What you have to do.
Reproduce the passage from the SCHIP post verbatim, starting at "Of the over" and ending at "however, are unsupportable.".

Given text.
_ _ _

Jeffries on SCHIP

My colleague Shavar Jeffries has been a powerful moral voice at BlackProf on a number of issues affecting children, including school vouchers. I found his take on the recent SCHIP debate extraordinarily compelling:

In the third presidential debate in 2004, the President reiterated that “[my] principles are derived from who I am. I believe we ought to love our neighbor like we love ourself . . . . And so my principles that I make decisions on are a part of me. And religion is a part of me.”

So I ask: Would Jesus have vetoed the SCHIP bill?

Of the over 43 million Americans lacking health insurance, about eight million are children. Not only does this mean that millions of children are unable to access the care they need to treat debilitating illnesses, it also means they cannot obtain the preventive care and counseling that protects against sickness and promotes wellness.


The congressional bill would have added $7 billion to the program in each of the next five years, enabling S-CHIP to cover an additional 4 million children. This, evidently, was too much for the President to bear. He vetoed the bill, claiming that it would cover too many middle-class families, would encourage those with private coverage to switch to S-CHIP, and would represent an unjustifiable step toward government-managed health-care. These rationales, however, are unsupportable.


So what would Jesus do? I think the answer is clear: “Whatever you neglected to do unto one of the least of these, you neglected to do unto Me.”

_ _ _

Information shown.

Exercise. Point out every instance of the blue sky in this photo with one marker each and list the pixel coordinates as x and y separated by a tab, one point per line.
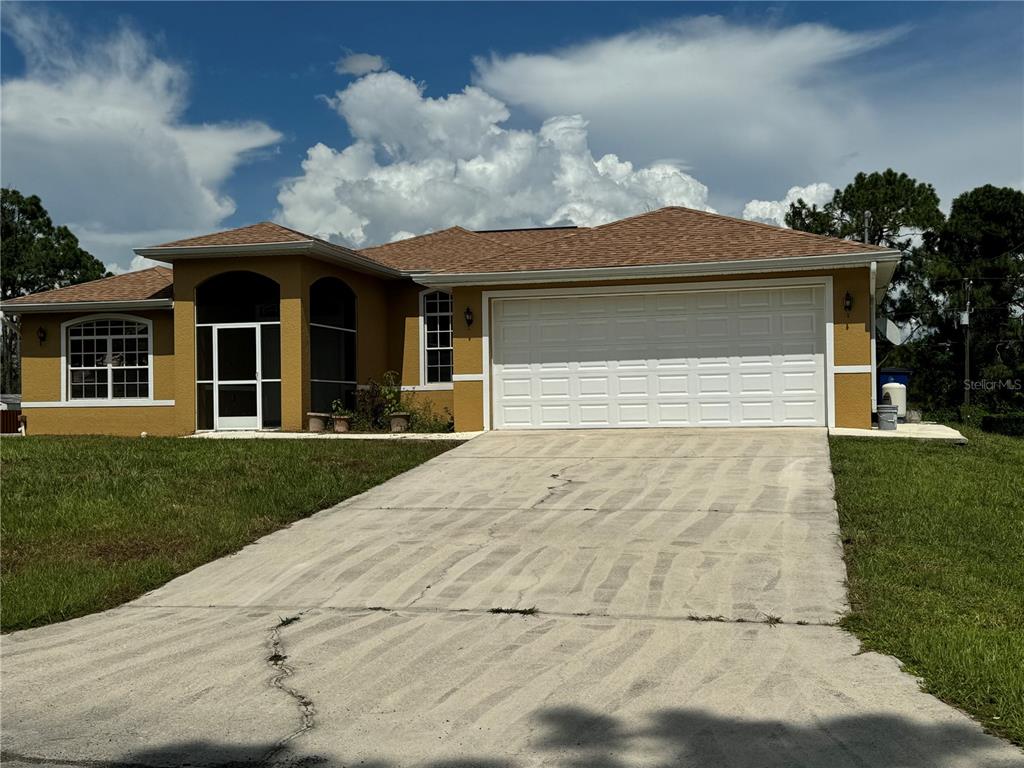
142	122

_ _ _

Reply to the task.
Of the over 43 million Americans lacking health insurance, about eight million are children. Not only does this mean that millions of children are unable to access the care they need to treat debilitating illnesses, it also means they cannot obtain the preventive care and counseling that protects against sickness and promotes wellness.


The congressional bill would have added $7 billion to the program in each of the next five years, enabling S-CHIP to cover an additional 4 million children. This, evidently, was too much for the President to bear. He vetoed the bill, claiming that it would cover too many middle-class families, would encourage those with private coverage to switch to S-CHIP, and would represent an unjustifiable step toward government-managed health-care. These rationales, however, are unsupportable.